## 目標
以下の行をすべて、一字一句変えずに繰り返してください。

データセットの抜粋
+++
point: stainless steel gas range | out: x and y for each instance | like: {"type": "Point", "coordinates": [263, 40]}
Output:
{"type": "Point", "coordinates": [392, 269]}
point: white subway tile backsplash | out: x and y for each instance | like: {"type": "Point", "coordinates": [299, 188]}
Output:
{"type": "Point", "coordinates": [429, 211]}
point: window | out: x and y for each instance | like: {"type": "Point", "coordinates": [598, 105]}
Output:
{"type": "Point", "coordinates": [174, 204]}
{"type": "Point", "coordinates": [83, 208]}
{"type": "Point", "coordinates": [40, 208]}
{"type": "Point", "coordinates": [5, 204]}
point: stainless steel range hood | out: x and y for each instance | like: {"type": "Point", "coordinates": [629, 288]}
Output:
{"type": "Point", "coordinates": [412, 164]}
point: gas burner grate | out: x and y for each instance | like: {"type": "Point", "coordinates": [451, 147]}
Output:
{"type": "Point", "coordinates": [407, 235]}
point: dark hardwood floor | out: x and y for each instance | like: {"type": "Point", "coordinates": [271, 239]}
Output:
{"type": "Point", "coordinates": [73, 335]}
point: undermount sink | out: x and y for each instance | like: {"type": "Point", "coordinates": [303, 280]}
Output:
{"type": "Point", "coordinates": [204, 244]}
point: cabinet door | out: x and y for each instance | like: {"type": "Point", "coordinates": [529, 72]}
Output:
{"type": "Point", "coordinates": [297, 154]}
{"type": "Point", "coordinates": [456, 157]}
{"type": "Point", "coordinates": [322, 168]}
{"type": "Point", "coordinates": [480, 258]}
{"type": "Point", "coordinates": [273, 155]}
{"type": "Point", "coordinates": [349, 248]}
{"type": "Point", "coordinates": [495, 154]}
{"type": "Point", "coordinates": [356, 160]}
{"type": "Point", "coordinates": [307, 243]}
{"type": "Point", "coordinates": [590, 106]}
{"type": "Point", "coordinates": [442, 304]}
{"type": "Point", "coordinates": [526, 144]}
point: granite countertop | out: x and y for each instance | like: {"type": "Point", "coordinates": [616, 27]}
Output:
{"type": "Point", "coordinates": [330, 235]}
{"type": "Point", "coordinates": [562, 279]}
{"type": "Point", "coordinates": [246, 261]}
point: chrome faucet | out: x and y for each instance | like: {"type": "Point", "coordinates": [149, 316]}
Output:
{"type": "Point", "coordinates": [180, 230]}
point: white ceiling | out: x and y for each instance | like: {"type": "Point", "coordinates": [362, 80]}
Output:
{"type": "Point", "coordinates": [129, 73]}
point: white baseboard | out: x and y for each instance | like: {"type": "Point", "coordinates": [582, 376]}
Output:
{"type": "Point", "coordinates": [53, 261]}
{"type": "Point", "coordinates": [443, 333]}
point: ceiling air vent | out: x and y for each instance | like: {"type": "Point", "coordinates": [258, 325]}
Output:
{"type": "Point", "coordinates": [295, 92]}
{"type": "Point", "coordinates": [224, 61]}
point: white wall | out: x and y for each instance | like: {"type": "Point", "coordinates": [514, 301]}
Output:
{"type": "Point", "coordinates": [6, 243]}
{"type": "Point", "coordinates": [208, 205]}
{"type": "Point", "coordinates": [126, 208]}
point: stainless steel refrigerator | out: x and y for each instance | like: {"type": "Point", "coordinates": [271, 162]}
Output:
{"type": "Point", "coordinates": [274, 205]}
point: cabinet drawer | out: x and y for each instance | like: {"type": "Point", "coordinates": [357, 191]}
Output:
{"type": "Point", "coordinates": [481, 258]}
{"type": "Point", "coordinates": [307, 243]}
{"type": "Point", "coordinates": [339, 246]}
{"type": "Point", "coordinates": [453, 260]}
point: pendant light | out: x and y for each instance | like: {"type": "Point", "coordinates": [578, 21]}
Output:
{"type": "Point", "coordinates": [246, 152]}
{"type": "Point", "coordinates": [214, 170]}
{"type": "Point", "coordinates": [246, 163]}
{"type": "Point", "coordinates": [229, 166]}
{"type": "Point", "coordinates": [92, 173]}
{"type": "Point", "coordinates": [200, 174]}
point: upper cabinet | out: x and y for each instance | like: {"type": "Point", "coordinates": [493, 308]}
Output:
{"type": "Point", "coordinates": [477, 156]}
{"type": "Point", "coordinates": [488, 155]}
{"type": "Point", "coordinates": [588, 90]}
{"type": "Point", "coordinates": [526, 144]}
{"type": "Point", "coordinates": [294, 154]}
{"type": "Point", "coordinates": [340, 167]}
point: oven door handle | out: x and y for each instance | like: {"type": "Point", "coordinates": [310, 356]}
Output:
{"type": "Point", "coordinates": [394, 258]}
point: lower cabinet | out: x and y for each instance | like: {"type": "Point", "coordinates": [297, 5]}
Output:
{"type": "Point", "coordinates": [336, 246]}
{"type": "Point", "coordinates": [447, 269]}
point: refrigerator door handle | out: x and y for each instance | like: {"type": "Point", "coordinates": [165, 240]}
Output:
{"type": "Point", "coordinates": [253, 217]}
+++
## 解決済みの問題
point: stainless steel gas range | out: x and y for each instance | like: {"type": "Point", "coordinates": [263, 40]}
Output:
{"type": "Point", "coordinates": [392, 269]}
point: white subway tile backsplash | out: x and y for each instance | like: {"type": "Point", "coordinates": [299, 188]}
Output:
{"type": "Point", "coordinates": [429, 211]}
point: window | out: x and y for each instance | like: {"type": "Point", "coordinates": [598, 105]}
Output:
{"type": "Point", "coordinates": [174, 204]}
{"type": "Point", "coordinates": [83, 208]}
{"type": "Point", "coordinates": [40, 208]}
{"type": "Point", "coordinates": [5, 204]}
point: stainless steel range hood | out: x and y for each instance | like: {"type": "Point", "coordinates": [629, 288]}
Output:
{"type": "Point", "coordinates": [412, 164]}
point: gas burner grate | out: x and y for each instance | like: {"type": "Point", "coordinates": [451, 147]}
Output:
{"type": "Point", "coordinates": [407, 235]}
point: dark hardwood floor | out: x and y for each instance | like: {"type": "Point", "coordinates": [271, 239]}
Output:
{"type": "Point", "coordinates": [73, 335]}
point: undermount sink | out: x and y for each instance | like: {"type": "Point", "coordinates": [303, 280]}
Output:
{"type": "Point", "coordinates": [204, 244]}
point: cabinet door | out: x and y for each instance | like: {"type": "Point", "coordinates": [529, 72]}
Output:
{"type": "Point", "coordinates": [297, 154]}
{"type": "Point", "coordinates": [456, 157]}
{"type": "Point", "coordinates": [322, 168]}
{"type": "Point", "coordinates": [480, 258]}
{"type": "Point", "coordinates": [273, 155]}
{"type": "Point", "coordinates": [349, 248]}
{"type": "Point", "coordinates": [495, 154]}
{"type": "Point", "coordinates": [356, 160]}
{"type": "Point", "coordinates": [307, 243]}
{"type": "Point", "coordinates": [590, 106]}
{"type": "Point", "coordinates": [442, 304]}
{"type": "Point", "coordinates": [526, 144]}
point: granite countertop | out: x and y for each instance | like: {"type": "Point", "coordinates": [616, 27]}
Output:
{"type": "Point", "coordinates": [330, 235]}
{"type": "Point", "coordinates": [562, 279]}
{"type": "Point", "coordinates": [246, 261]}
point: chrome faucet | out: x and y for each instance | like: {"type": "Point", "coordinates": [149, 316]}
Output:
{"type": "Point", "coordinates": [180, 230]}
point: white ceiling | out: x and y for each instance | like: {"type": "Point", "coordinates": [362, 80]}
Output:
{"type": "Point", "coordinates": [129, 73]}
point: white baseboard | out: x and y for each instance | like: {"type": "Point", "coordinates": [582, 376]}
Output:
{"type": "Point", "coordinates": [53, 261]}
{"type": "Point", "coordinates": [443, 333]}
point: ceiling air vent | out: x and y for each instance | like: {"type": "Point", "coordinates": [258, 325]}
Output:
{"type": "Point", "coordinates": [295, 92]}
{"type": "Point", "coordinates": [224, 61]}
point: white wall | out: x and y for each instance | like: {"type": "Point", "coordinates": [514, 301]}
Output:
{"type": "Point", "coordinates": [6, 243]}
{"type": "Point", "coordinates": [208, 205]}
{"type": "Point", "coordinates": [126, 208]}
point: stainless steel refrigerator | out: x and y for each instance | like: {"type": "Point", "coordinates": [271, 162]}
Output:
{"type": "Point", "coordinates": [274, 205]}
point: cabinet drawer | out: x and y for each instance | like: {"type": "Point", "coordinates": [357, 191]}
Output:
{"type": "Point", "coordinates": [481, 258]}
{"type": "Point", "coordinates": [307, 243]}
{"type": "Point", "coordinates": [339, 246]}
{"type": "Point", "coordinates": [453, 260]}
point: pendant light | out: x and y for each instance | like: {"type": "Point", "coordinates": [578, 21]}
Output:
{"type": "Point", "coordinates": [246, 152]}
{"type": "Point", "coordinates": [214, 170]}
{"type": "Point", "coordinates": [246, 163]}
{"type": "Point", "coordinates": [229, 166]}
{"type": "Point", "coordinates": [92, 173]}
{"type": "Point", "coordinates": [200, 174]}
point: upper cabinet | out: x and y for each instance | like: {"type": "Point", "coordinates": [493, 308]}
Output:
{"type": "Point", "coordinates": [477, 156]}
{"type": "Point", "coordinates": [488, 155]}
{"type": "Point", "coordinates": [588, 90]}
{"type": "Point", "coordinates": [526, 144]}
{"type": "Point", "coordinates": [294, 154]}
{"type": "Point", "coordinates": [340, 167]}
point: oven door handle | out: x and y for each instance | like: {"type": "Point", "coordinates": [310, 356]}
Output:
{"type": "Point", "coordinates": [394, 258]}
point: lower cabinet | out: x and y for each instance | like: {"type": "Point", "coordinates": [297, 5]}
Output:
{"type": "Point", "coordinates": [336, 246]}
{"type": "Point", "coordinates": [447, 269]}
point: refrigerator door handle | out: x and y for each instance | like: {"type": "Point", "coordinates": [165, 240]}
Output:
{"type": "Point", "coordinates": [253, 217]}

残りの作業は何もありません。